The program is intended to deny Iraqi and Afghan insurgents sensitive data such as combat injury and death rates. But dozens of studies reviewed under the program did
not involve research directly related to combat operations. Instead, they described controversial topics like the effects of war on soldiers' children, hospital-acquired infections, post-deployment adjustment issues, refugees, suicide, alcoholism,
vaccines, cancer among veterans and problems with military health care databases.

An Army epidemiologist has been threatened with disciplinary action for allegedly violating the policy after sending a letter to Stars & Stripes lamenting the Pentagon's inadequate resources for tracking and studying diseases—as Congress requires.

I have been in two minds about the 'gulf war syndrome' but this makes me more inclined to think there is more to it.

October 21, 2008—Army censors operating at a public relations office in Falls Church, VA, and elsewhere in the U.S. and Europe have quietly reviewed, altered and in several cases blocked publication of medical studies authored by Army doctors and researchers, an investigation by iNewswire has found. The "Actionable Medical Information" (AMI) review policy was first established with an Army Medical Command (MEDCOM) memo dated December 2, 2005, and renewed in 2006.

What is there to hide? Why alter or censor medical records?
###
* _What to work on_:
**1.** Answer these about the Army censorship text, one line each:
(a) What kind of data is the program meant to keep from Iraqi and Afghan insurgents?
(b) To which publication did the Army epidemiologist send a letter?
(c) What is the date of the MEDCOM memo that first set up the AMI review policy?
**2.** Rewrite the part of the Army censorship text that begins at the words "I have been" and stops after "censor medical records?", with "secretly" in place of "quietly".
**3.** List every action the Army censorship text says the censors took on medical studies.

* _Provided data_:
###
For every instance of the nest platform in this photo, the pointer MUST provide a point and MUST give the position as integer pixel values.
###
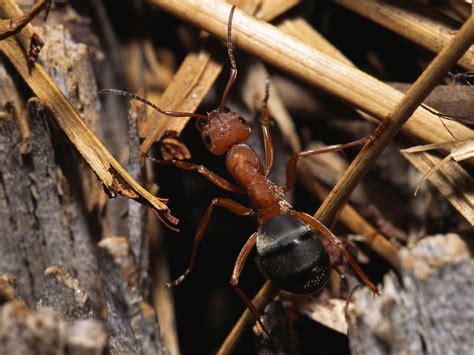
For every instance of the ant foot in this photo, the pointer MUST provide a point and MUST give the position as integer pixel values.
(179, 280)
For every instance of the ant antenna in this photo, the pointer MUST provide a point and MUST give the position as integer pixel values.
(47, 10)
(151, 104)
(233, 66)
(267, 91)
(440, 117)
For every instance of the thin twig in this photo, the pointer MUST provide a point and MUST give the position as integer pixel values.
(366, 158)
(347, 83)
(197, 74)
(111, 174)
###
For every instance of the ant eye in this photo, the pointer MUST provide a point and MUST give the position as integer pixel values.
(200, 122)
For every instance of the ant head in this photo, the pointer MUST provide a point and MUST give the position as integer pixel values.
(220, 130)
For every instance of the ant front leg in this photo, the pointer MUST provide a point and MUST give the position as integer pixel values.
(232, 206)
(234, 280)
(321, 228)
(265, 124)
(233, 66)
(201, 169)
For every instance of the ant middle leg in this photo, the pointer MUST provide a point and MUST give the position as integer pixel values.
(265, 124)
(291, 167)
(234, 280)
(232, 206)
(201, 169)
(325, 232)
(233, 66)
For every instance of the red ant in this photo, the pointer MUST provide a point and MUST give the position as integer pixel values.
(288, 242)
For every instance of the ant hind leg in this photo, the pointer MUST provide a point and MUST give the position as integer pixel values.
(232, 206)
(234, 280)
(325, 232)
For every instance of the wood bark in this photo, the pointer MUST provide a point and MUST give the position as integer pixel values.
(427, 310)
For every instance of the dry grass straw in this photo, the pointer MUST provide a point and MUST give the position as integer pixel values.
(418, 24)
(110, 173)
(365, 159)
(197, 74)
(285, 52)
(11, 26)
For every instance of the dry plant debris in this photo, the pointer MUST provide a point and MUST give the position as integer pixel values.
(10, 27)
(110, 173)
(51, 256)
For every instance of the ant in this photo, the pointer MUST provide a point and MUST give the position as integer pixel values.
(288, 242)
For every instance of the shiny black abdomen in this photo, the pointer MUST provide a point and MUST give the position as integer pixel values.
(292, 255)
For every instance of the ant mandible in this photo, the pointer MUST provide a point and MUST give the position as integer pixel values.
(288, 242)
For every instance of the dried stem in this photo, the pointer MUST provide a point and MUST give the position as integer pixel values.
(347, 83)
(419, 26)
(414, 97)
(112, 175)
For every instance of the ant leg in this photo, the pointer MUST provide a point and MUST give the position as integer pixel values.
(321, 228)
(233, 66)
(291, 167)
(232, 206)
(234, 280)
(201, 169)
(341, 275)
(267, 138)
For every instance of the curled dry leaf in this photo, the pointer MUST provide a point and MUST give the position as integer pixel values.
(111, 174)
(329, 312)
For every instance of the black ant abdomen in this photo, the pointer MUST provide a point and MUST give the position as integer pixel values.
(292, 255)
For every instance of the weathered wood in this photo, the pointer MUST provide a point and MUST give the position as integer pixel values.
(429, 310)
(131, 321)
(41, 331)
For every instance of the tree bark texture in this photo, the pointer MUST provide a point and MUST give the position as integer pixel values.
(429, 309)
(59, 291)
###
* _Answers per task_:
**1.**
(a) Sensitive data such as combat injury and death rates
(b) Stars & Stripes
(c) December 2, 2005

**2.**
I have been in two minds about the 'gulf war syndrome' but this makes me more inclined to think there is more to it.

October 21, 2008—Army censors operating at a public relations office in Falls Church, VA, and elsewhere in the U.S. and Europe have secretly reviewed, altered and in several cases blocked publication of medical studies authored by Army doctors and researchers, an investigation by iNewswire has found. The "Actionable Medical Information" (AMI) review policy was first established with an Army Medical Command (MEDCOM) memo dated December 2, 2005, and renewed in 2006.

What is there to hide? Why alter or censor medical records?

**3.** Reviewed them, altered them, and in several cases blocked their publication